FRAGMENTO PROPORCIONADO:

---+---

18/12/08

Jueves 4 de Diciembre de 2008

Recorrido: Carretera Austral, de Cerro Castillo a orilla del lago Carrera: 110 km
Recorrido total: 2.310 km








Mientras desayunaba en el comedor de la pensión sonaba en la radio un reguetón; lo escuché con atención, porque era el primero que no me repugnaba con una letra machista, violenta y descarnada. Éste me sorprendía con un alegato en contra del plan de construcción de pantanos que se estaba iniciando en la Patagonia, y que iba a anegar numerosos valles de sus caudalosos ríos. Desde que había pasado de Chaitén me había encontrado por todas partes pintadas y pegatinas, carteles en fachadas o en muros de la carretera, protestando contra este plan y llamando a la acción. En cualquier lugar al que llegara, en cuanto se enteraban de que yo era español me recordaban que era Endesa la compañía que iba a destruir la increíble naturaleza de la Patagonia.

---+---

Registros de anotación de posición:
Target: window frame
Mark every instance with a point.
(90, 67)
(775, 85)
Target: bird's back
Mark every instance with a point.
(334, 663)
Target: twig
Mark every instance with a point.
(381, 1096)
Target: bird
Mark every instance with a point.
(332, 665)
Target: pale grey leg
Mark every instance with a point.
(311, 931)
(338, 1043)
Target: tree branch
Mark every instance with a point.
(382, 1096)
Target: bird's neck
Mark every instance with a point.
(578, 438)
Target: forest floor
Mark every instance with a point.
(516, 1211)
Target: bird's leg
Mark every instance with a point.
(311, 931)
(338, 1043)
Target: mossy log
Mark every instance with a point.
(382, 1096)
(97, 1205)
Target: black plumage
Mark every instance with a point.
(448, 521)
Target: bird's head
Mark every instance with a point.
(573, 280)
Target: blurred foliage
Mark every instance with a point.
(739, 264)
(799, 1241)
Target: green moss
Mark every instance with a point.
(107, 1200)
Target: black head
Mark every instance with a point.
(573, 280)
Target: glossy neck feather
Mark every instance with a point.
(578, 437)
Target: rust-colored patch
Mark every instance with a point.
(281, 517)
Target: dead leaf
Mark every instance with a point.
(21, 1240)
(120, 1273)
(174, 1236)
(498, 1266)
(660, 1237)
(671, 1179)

---+---

TAREAS PROPUESTAS:
A) Enumera todos los nombres de lugares geográficos que aparecen en el relato del viaje por la Carretera Austral.
B) Prolonga el relato del viaje por la Carretera Austral a partir de la última oración que se muestra.

RESPUESTAS A LAS TAREAS:
A) Carretera Austral, Cerro Castillo, lago Carrera, Patagonia, Chaitén

B)
Seguía sonando el reguetón reivindicativo en la radio, y le pregunté a la señora su opinión sobre el tema. Me dijo que le daba igual. ¿Igual? La gente de la región parecía muy movilizada, ¿no era así? Según ella, los que protestaban contra los nuevos pantanos eran cuatro gatos, aunque hicieran mucho ruido. El resto de los patagones no hacía caso a la cuestión; y no porque quisieran los pantanos, sino porque sabían que el gobierno los construiría de todos modos, y de nada servía protestar. Para mí era evidente que si algo había conseguido la dictadura, era anular y desmovilizar la voluntad popular. Acomplejar a todo un pueblo que sentía que no pintaba nada en las decisiones políticas, ni tenía capacidad de influir en su propio destino.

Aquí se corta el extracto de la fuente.